The entries below are to be given back exactly, with images excluded.
[Provided records Boundary: Start]
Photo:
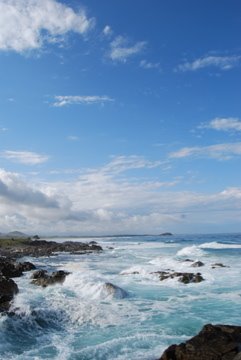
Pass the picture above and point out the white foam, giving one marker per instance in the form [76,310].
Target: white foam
[191,251]
[216,245]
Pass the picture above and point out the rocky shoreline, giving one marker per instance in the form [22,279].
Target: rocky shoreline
[11,267]
[214,342]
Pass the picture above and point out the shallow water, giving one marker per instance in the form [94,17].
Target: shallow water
[81,319]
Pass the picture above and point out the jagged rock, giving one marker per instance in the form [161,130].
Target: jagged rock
[185,278]
[8,288]
[218,265]
[214,342]
[9,269]
[115,291]
[25,266]
[197,264]
[42,278]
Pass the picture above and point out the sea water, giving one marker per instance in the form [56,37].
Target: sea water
[82,320]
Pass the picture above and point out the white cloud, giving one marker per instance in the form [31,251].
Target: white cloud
[14,190]
[85,100]
[24,157]
[219,151]
[107,30]
[72,138]
[121,49]
[28,24]
[149,65]
[104,200]
[220,62]
[223,124]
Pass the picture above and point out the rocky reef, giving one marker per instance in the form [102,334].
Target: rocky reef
[214,342]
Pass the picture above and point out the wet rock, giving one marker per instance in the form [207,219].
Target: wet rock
[Provided records Boundary: End]
**Answer to this problem:**
Photo:
Pass the picture above and point out the white foam, giving one marker per instance in the form [76,310].
Target: white foam
[191,251]
[216,245]
Pass the picture above and point out the rocky shoreline, giving one marker per instance in the form [22,279].
Target: rocky shoreline
[11,267]
[214,342]
Pass the picture above and point out the shallow water, giving one marker per instance in the form [94,17].
Target: shallow water
[81,319]
Pass the picture above and point out the jagged rock, giving one marker per instance in the form [161,130].
Target: jagged rock
[185,278]
[8,288]
[218,265]
[214,342]
[9,269]
[115,291]
[25,266]
[197,264]
[42,278]
Pass the picture above and point out the sea water, giving one marker per instance in the form [56,37].
Target: sea water
[82,320]
Pass the picture above and point out the white cloud, giving one marker per instance in the form [31,251].
Target: white cloud
[14,190]
[85,100]
[24,157]
[219,151]
[107,30]
[72,138]
[121,49]
[28,24]
[149,65]
[104,200]
[220,62]
[223,124]
Pass the picture above and point out the rocky reef, giving one marker per instance in the form [102,334].
Target: rocky reef
[214,342]
Pass the picture above and point out the wet rock, giving one marker per instance in the form [207,219].
Target: wet rock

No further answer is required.